(Dataset rows on where objects appear)
● ● ● ● ●
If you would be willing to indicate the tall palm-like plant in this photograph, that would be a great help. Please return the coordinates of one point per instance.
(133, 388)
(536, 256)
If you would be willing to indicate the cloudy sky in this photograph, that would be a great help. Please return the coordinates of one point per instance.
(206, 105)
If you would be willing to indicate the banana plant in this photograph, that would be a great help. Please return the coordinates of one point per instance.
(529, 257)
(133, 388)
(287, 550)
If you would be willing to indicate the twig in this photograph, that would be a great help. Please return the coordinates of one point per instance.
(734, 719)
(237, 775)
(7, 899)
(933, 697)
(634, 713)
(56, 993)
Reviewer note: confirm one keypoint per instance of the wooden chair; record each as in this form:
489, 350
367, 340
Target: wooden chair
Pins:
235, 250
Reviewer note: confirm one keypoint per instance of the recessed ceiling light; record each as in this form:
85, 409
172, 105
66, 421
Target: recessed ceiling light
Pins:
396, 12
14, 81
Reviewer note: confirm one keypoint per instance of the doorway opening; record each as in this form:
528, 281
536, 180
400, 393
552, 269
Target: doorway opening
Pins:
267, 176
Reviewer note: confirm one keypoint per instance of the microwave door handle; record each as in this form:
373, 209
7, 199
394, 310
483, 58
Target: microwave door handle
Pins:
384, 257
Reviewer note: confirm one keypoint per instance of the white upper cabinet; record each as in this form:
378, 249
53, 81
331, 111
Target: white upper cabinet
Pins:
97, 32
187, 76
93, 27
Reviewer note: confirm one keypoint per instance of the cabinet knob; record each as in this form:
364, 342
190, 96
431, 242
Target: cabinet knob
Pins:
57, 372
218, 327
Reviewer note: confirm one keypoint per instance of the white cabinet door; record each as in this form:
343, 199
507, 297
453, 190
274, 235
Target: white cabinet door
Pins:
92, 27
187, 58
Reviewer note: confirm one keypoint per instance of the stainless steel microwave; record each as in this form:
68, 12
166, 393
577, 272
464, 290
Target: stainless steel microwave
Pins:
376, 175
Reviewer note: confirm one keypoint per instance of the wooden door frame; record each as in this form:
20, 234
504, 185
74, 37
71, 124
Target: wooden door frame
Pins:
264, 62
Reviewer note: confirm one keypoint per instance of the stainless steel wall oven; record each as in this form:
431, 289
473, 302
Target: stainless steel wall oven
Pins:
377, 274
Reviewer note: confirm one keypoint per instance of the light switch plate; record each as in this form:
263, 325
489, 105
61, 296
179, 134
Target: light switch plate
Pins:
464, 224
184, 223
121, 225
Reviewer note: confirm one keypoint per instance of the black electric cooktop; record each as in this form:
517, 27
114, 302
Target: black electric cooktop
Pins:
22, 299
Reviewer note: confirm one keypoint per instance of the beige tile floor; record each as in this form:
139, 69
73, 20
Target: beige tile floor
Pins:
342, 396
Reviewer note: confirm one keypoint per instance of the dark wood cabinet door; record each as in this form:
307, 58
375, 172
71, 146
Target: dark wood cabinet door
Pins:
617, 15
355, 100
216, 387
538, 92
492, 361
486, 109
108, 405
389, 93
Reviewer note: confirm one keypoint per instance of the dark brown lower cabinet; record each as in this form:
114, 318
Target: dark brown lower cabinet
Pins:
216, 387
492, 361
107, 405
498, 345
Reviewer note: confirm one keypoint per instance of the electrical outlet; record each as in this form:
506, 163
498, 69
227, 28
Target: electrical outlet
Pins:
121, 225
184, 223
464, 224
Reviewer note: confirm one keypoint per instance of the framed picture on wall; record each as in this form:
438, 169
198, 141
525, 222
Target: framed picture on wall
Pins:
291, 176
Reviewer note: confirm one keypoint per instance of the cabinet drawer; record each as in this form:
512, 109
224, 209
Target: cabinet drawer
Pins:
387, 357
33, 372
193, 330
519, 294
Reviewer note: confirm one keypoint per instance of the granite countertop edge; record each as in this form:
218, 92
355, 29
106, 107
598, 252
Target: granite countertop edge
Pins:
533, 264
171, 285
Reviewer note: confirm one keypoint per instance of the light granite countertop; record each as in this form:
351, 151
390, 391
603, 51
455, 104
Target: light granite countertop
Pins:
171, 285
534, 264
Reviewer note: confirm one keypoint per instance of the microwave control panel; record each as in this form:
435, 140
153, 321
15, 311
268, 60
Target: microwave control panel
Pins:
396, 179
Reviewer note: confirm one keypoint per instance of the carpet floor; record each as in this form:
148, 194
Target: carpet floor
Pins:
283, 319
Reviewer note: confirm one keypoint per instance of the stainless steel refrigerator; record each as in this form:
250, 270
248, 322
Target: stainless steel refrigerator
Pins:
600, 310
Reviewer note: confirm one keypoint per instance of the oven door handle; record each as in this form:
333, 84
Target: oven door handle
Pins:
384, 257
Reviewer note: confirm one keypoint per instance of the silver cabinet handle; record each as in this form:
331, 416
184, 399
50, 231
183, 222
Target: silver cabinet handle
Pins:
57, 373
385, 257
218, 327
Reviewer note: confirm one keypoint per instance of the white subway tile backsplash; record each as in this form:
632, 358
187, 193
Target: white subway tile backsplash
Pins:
● ● ● ● ●
# SHORT EXERCISE
Update every one of the items above by replacing "Reviewer note" with "Annotator note" wherever it occurs. Leave everything else as it is.

# ANSWER IN FULL
If you would be willing to indicate the tall palm-like plant in this photograph, that would be a great help. Please return the coordinates of one point per instance.
(133, 388)
(536, 256)
If you would be willing to indicate the cloudy sky in this photograph, that would be a great help. Please return the coordinates of one point per instance.
(206, 105)
If you would be willing to indicate the banana plant in this photograph, that would be a great help. Please return the coordinates of one point per instance.
(529, 257)
(133, 388)
(287, 550)
If you would be willing to indicate the twig in this photograph, that would be a great help. Please return the coordinates of one point per instance.
(734, 719)
(237, 775)
(7, 899)
(933, 697)
(634, 713)
(56, 993)
Annotator note: confirm one keypoint per instance of the wooden chair; record each as in this form:
489, 350
367, 340
Target: wooden chair
Pins:
235, 250
Annotator note: confirm one keypoint per instance of the recessed ceiling light; record each as in this form:
85, 409
172, 105
66, 421
Target: recessed ceiling light
Pins:
396, 12
14, 81
Annotator note: confirm one keypoint per instance of the doorway opening; record each as in this form:
528, 281
536, 180
400, 393
552, 269
Target: doorway opening
Pins:
267, 176
Annotator note: confirm one keypoint per instance of the microwave door handle; record each as in this form:
373, 209
7, 199
394, 310
483, 58
Target: microwave door handle
Pins:
384, 257
Annotator note: confirm one keypoint per instance of the white upper cabinet; record each as in this form:
378, 249
53, 81
331, 111
Target: white upper cabinet
Pins:
97, 32
187, 76
93, 27
Annotator note: confirm one keypoint per instance of the cabinet knob; record each as in this form:
364, 342
190, 96
431, 242
Target: cabinet knob
Pins:
57, 372
218, 327
Annotator note: confirm one keypoint per instance of the white cabinet door; record each as in this form:
343, 199
507, 297
453, 190
274, 235
Target: white cabinet door
Pins:
92, 27
187, 58
Annotator note: confirm one keypoint per instance of the stainless steel microwave; record each as in this form:
68, 12
166, 393
577, 272
464, 290
Target: stainless steel microwave
Pins:
376, 175
Annotator note: confirm one keypoint per instance of the wooden door frame; record each as in this form:
20, 234
504, 185
74, 37
71, 124
Target: wooden door frame
Pins:
264, 62
Annotator note: confirm one keypoint per instance of the stainless steel wall oven; record each as in this form:
431, 289
473, 302
Target: stainless steel wall oven
Pins:
377, 274
Annotator note: confirm one keypoint per instance of the light switch plate; record each as in this form:
263, 325
489, 105
61, 296
179, 134
Target: light switch plate
Pins:
464, 224
184, 223
121, 225
Annotator note: confirm one keypoint per instance of the black electric cooktop; record each as in this form:
517, 27
114, 302
Target: black electric cooktop
Pins:
22, 299
Annotator note: confirm one keypoint per instance of the beige tile floor; record each as in this form:
139, 69
73, 20
Target: beige tile floor
Pins:
342, 396
Annotator note: confirm one keypoint per instance of the dark wood cabinet door; record each as in this form:
307, 58
375, 172
71, 146
Target: dark wood cabinet door
Pins:
617, 15
355, 100
216, 387
538, 92
492, 361
486, 109
108, 405
389, 93
Annotator note: confirm one keypoint per instance of the dark brown lower cabinet; record each as in this form:
114, 318
Target: dark brown lower cabinet
Pins:
216, 387
492, 361
107, 405
498, 345
Annotator note: confirm one keypoint per instance of the electrical outlet; record each as in this form:
506, 163
498, 69
227, 28
Target: electrical outlet
Pins:
121, 225
184, 223
464, 224
Annotator note: confirm one keypoint per instance of the framed picture on wall; record each as in this form:
438, 169
198, 141
525, 222
Target: framed picture on wall
Pins:
291, 176
Annotator note: confirm one keypoint per instance of the cabinet drawer; record each as in this form:
512, 109
224, 209
Target: cabinet drawer
Pins:
387, 357
33, 372
193, 330
519, 294
Annotator note: confirm one keypoint per instance of the granite countertop edge; record each as in this form:
218, 92
355, 29
106, 107
598, 252
Target: granite countertop edge
Pins:
533, 264
171, 285
Annotator note: confirm one keypoint per instance of the light granite countertop; record each as in this form:
351, 151
390, 391
603, 51
455, 104
Target: light granite countertop
Pins:
171, 285
534, 264
Annotator note: confirm one keypoint per instance of the microwave control panel; record each as in this form:
435, 140
153, 321
15, 311
268, 60
Target: microwave control panel
Pins:
396, 179
Annotator note: confirm one keypoint per instance of the carpet floor; record each as in this form:
148, 194
Target: carpet floor
Pins:
283, 319
Annotator note: confirm one keypoint per instance of the stainless steel refrigerator; record each as in this form:
250, 270
248, 322
Target: stainless steel refrigerator
Pins:
600, 310
Annotator note: confirm one keypoint per instance of the oven door handle; record each as in this form:
333, 84
Target: oven door handle
Pins:
384, 257
Annotator note: confirm one keypoint per instance of the silver cabinet handle; record each as in this form:
331, 416
184, 399
50, 231
183, 222
Target: silver cabinet handle
Pins:
57, 373
385, 257
218, 327
Annotator note: confirm one keypoint per instance of the white subway tile backsplash; record each as in this form:
632, 358
187, 193
Target: white subway tile backsplash
Pins:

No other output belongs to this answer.